Unlike most of the hugely successful melodramas made by Gainsborough during the mid-1940s, They Were Sisters has a near-contemporary rather than a costume setting, spanning the years from the immediate aftermath of World War I through to the late 1930s. The screenplay was developed by Pertwee from a popular novel of the same name by Dorothy Whipple, published in 1943.
They Were Sisters features the spouses of both Mason and Calvert; Pamela Mason (billed under her maiden name Pamela Kellino, and playing Mason's daughter despite being only seven years younger) and Peter Murray-Hill. Despite having achieved star-status via previous Gainsborough films such as The Man in Grey and Fanny by Gaslight, and being arguably the top male box-office draw in the country at the time, Mason's dissatisfaction with what he saw as the limitations of the British film industry were evident during the making of the film, and he later admitted that he acted most of his bullying, sadistic role in varying degrees of drunkenness. Nevertheless, They Were Sisters was another big hit for Gainsborough, becoming one of the top grossing films of 1945 in the UK.

• [Set task A]: According to the passage on They Were Sisters, who wrote the novel the film was adapted from?
• [Set task B]: Please resume the passage on They Were Sisters after its final sentence and carry it forward.

• [Information supplied]:

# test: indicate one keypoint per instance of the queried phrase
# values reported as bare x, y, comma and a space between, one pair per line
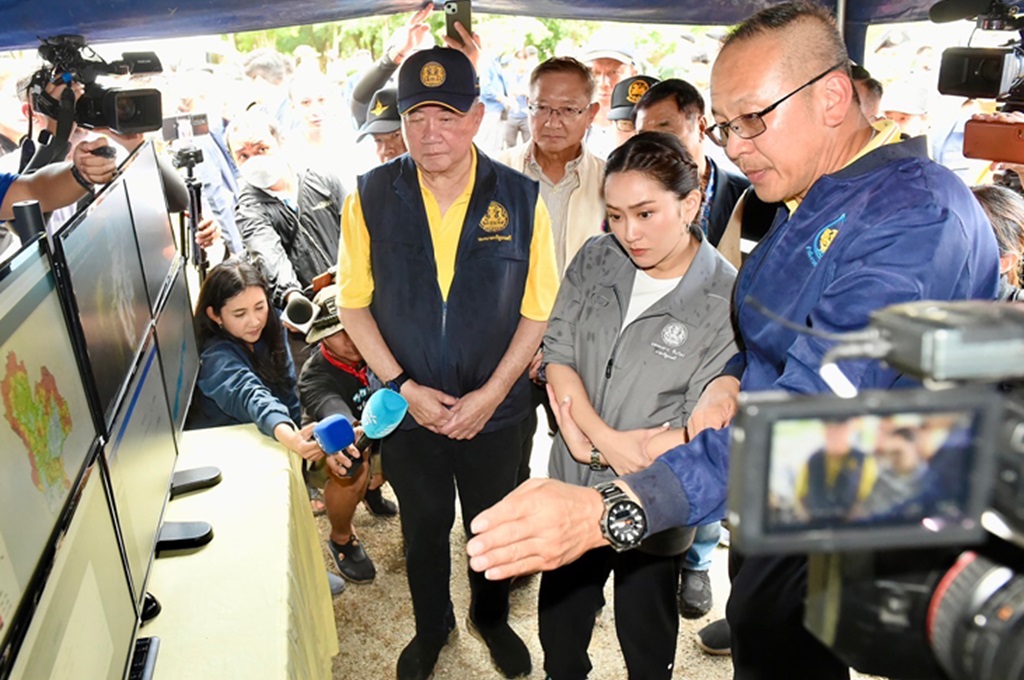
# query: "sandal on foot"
352, 561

• [Expected output A]: Dorothy Whipple

• [Expected output B]:
The film focuses on the lives of three sisters; Lucy (Phyllis Calvert), Charlotte (Dulcie Gray) and Vera (Anne Crawford). The film opens at a dance in 1919, establishing the personalities of the four main protagonists and following them through courtship and marriage. While the sisters have remained close to one another over the years, both their characters and the paths down which their lives have travelled are very different. Lucy is the most stable of the three, a sensible and practical woman in a happy marriage, whose greatest sadness in life is her inability to have children which she sublimates by lavishing affection on her nephews and nieces. Vera is married with a child but the relationship is humdrum and loveless and she is restless and bored with her dreary home life, indulging her appetite for adventure and excitement through a series of flirtations with other men which sometimes go beyond the bounds of the socially acceptable towards the promiscuous. Charlotte is a cowed, fearful and flinching drudge, suffering severe physical and emotional abuse at the hands of her manipulative, brutal husband Geoffrey (James Mason), who constantly belittles and humiliates her in front of their three children.